- _RECORDS FOR THE TASK_:
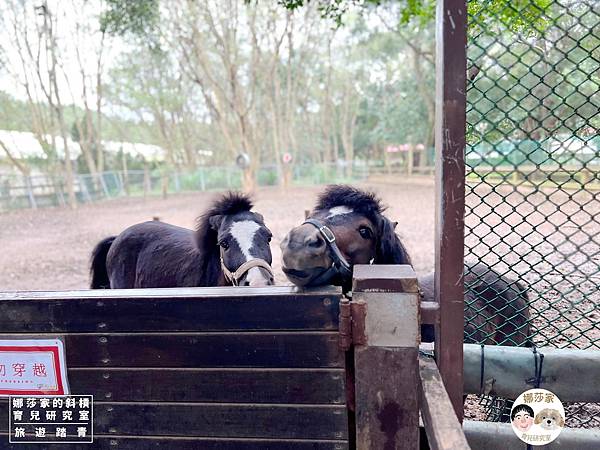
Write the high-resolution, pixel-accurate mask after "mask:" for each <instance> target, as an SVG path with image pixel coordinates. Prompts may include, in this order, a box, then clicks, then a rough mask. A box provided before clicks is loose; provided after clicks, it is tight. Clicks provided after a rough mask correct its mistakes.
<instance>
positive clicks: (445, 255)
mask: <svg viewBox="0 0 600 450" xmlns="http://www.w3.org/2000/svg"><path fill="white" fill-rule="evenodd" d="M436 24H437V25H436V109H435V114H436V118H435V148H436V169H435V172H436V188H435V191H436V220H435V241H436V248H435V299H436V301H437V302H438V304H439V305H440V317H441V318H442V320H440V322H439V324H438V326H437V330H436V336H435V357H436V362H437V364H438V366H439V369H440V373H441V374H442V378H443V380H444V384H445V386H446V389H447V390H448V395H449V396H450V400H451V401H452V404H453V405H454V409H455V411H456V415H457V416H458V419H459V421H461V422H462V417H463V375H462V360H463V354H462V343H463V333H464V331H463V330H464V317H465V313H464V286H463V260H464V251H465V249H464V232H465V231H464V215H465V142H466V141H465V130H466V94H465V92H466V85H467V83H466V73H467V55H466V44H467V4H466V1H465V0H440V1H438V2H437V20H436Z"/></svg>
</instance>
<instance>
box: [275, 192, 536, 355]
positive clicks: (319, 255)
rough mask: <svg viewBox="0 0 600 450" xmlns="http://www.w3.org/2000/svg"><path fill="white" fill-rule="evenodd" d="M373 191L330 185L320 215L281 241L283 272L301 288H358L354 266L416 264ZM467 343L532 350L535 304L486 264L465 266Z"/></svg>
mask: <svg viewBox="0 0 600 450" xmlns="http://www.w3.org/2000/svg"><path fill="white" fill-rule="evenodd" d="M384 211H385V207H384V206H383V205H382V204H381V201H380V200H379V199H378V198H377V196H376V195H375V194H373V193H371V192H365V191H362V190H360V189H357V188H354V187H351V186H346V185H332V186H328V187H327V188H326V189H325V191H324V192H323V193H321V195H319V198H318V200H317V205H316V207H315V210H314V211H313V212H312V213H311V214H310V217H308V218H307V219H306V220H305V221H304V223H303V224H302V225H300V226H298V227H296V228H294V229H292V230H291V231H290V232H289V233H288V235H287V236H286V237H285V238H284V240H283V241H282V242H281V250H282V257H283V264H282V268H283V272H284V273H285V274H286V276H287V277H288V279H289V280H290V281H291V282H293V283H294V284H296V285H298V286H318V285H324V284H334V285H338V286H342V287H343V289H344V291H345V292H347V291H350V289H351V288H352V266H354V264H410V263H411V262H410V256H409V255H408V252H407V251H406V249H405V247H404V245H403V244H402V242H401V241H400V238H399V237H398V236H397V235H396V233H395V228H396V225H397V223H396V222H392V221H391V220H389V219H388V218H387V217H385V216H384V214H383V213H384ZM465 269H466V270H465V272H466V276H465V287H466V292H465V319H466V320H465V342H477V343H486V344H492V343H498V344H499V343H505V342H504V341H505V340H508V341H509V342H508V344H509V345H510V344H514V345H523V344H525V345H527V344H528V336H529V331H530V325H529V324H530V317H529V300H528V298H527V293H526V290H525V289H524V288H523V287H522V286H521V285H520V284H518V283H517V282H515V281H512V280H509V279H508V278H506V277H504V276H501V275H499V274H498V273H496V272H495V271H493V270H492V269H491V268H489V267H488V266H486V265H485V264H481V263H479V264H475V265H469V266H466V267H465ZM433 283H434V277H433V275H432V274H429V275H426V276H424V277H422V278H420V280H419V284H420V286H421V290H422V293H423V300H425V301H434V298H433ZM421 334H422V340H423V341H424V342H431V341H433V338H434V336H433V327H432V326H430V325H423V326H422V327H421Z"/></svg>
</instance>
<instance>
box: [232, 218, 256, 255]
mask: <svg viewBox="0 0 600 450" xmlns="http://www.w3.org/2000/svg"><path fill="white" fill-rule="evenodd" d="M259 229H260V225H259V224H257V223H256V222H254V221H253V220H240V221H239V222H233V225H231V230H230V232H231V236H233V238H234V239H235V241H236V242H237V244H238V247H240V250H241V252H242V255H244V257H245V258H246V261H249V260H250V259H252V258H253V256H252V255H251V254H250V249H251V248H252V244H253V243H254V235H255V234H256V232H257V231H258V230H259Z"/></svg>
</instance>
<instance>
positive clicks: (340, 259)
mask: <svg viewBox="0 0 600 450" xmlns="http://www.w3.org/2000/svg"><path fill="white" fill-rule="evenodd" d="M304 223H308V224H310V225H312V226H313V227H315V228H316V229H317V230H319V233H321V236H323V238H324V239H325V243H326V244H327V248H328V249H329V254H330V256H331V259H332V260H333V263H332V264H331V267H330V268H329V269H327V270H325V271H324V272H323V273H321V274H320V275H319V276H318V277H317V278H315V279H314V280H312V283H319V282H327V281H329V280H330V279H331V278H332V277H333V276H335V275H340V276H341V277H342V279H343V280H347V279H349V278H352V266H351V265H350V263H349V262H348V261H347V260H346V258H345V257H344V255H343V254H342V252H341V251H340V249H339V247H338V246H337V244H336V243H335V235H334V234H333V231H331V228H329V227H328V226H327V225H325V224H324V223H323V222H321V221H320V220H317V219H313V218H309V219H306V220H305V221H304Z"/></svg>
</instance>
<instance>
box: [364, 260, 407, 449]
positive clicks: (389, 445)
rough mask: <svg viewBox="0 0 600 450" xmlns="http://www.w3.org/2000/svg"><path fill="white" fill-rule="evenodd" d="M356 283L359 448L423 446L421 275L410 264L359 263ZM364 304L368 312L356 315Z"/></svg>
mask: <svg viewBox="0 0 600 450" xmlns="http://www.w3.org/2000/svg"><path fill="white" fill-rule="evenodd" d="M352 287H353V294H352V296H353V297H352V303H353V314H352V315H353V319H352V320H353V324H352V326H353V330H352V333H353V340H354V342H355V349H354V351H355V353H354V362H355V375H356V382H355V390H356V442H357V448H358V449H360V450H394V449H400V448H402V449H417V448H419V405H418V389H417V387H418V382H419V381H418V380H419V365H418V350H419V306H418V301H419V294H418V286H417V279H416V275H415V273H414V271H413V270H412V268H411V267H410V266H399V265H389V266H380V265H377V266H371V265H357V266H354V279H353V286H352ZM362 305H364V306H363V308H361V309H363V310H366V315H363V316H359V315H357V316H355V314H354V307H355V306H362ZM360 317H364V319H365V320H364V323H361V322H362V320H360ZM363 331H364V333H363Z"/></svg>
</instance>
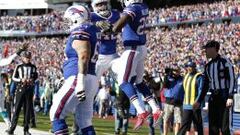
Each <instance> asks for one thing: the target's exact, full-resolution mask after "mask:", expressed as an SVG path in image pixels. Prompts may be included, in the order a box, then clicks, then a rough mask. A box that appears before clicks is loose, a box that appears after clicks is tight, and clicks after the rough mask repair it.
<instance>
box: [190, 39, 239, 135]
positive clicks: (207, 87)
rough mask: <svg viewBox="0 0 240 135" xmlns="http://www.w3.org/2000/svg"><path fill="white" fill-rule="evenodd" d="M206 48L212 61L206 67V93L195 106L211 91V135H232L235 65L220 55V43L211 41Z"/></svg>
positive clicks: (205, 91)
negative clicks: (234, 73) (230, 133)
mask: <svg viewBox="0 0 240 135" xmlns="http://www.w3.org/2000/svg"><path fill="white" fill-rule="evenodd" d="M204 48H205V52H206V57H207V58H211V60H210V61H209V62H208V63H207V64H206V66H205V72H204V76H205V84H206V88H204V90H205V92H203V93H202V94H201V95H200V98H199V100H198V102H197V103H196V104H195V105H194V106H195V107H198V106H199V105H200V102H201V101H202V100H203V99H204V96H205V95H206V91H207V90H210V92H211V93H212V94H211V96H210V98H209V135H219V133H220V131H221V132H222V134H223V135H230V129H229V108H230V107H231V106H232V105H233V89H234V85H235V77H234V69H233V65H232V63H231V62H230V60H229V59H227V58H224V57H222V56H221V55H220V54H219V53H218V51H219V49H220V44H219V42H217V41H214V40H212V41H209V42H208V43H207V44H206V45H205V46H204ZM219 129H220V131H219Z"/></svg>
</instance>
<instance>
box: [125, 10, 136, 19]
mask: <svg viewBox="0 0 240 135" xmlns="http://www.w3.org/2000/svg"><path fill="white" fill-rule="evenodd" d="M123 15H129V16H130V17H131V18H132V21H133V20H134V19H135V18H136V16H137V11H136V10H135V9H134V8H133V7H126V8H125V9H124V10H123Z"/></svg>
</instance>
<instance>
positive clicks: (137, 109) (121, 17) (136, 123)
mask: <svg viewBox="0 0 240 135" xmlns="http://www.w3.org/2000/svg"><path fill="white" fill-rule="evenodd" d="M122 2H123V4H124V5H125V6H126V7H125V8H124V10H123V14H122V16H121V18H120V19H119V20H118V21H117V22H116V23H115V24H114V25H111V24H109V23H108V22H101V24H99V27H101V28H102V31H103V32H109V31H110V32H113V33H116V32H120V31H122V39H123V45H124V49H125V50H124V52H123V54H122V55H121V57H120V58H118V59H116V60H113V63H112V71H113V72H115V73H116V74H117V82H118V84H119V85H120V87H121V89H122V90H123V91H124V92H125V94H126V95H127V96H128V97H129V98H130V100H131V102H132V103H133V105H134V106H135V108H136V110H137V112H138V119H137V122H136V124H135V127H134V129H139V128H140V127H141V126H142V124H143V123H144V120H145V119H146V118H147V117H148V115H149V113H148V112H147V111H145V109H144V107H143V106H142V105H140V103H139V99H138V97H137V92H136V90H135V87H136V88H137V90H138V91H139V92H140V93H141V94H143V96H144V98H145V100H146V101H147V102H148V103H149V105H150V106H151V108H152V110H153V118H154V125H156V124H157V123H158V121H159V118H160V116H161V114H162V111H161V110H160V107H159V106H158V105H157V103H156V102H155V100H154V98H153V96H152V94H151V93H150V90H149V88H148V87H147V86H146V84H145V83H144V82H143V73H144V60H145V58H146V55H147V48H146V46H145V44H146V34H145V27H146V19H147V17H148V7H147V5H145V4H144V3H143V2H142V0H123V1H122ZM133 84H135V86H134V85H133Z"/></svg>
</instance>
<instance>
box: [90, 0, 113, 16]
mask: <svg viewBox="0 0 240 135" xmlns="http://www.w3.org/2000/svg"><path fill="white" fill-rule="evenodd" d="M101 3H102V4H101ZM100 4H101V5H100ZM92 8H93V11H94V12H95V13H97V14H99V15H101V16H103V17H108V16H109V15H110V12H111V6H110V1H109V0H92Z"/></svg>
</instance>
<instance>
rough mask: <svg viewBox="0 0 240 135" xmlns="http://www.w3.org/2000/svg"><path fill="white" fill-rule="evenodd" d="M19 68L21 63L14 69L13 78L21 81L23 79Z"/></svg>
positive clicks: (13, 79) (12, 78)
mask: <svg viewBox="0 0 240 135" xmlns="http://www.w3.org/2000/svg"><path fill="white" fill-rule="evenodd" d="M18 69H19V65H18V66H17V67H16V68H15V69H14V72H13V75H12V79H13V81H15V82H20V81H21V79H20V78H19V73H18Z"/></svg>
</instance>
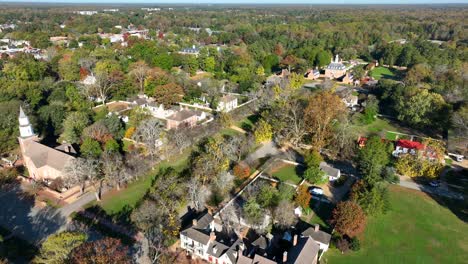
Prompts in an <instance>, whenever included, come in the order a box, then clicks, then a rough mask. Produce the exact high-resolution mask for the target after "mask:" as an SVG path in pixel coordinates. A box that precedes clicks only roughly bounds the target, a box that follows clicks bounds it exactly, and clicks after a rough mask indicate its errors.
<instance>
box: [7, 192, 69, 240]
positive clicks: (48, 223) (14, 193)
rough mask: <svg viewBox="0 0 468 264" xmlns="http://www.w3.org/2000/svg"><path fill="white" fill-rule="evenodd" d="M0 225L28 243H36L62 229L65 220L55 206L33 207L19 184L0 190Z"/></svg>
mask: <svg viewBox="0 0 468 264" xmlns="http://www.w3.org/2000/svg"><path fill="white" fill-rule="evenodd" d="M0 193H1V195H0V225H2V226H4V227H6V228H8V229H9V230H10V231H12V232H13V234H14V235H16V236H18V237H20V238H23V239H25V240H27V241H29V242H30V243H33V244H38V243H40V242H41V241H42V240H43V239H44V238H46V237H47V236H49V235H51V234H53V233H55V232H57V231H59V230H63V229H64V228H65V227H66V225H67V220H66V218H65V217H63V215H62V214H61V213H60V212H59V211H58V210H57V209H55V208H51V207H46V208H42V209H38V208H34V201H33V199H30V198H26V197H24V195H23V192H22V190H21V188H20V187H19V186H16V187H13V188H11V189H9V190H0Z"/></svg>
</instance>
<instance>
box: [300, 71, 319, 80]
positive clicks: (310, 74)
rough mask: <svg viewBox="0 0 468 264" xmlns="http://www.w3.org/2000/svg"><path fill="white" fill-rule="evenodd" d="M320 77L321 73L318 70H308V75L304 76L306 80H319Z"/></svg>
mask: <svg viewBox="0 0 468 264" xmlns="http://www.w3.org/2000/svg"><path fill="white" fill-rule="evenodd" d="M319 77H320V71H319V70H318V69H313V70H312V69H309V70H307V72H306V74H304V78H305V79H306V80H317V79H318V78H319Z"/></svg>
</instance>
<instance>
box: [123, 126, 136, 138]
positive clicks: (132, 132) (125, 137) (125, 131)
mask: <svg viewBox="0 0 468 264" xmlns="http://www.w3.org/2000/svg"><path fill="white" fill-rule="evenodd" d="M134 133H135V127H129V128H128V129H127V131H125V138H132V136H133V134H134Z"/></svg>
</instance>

- _TASK_:
Starting from the beginning of the entries and continuing through the line with "positive clicks: (445, 255)", rewrite those lines, replacing "high-resolution" with "detailed" and leaving everything else unchanged. Leave out any pictures.

- _ANSWER_:
Write the detailed, pixel-accurate mask after "mask:" for each <instance> target, as an SVG path with image pixel coordinates. Prompts may include, in this order, a box, then clicks, then a rough mask. A box provided before clicks is loose; provided after clicks, it is tight. Clicks provided after a rough mask correct its mistakes.
<instance>
positive clicks: (445, 255)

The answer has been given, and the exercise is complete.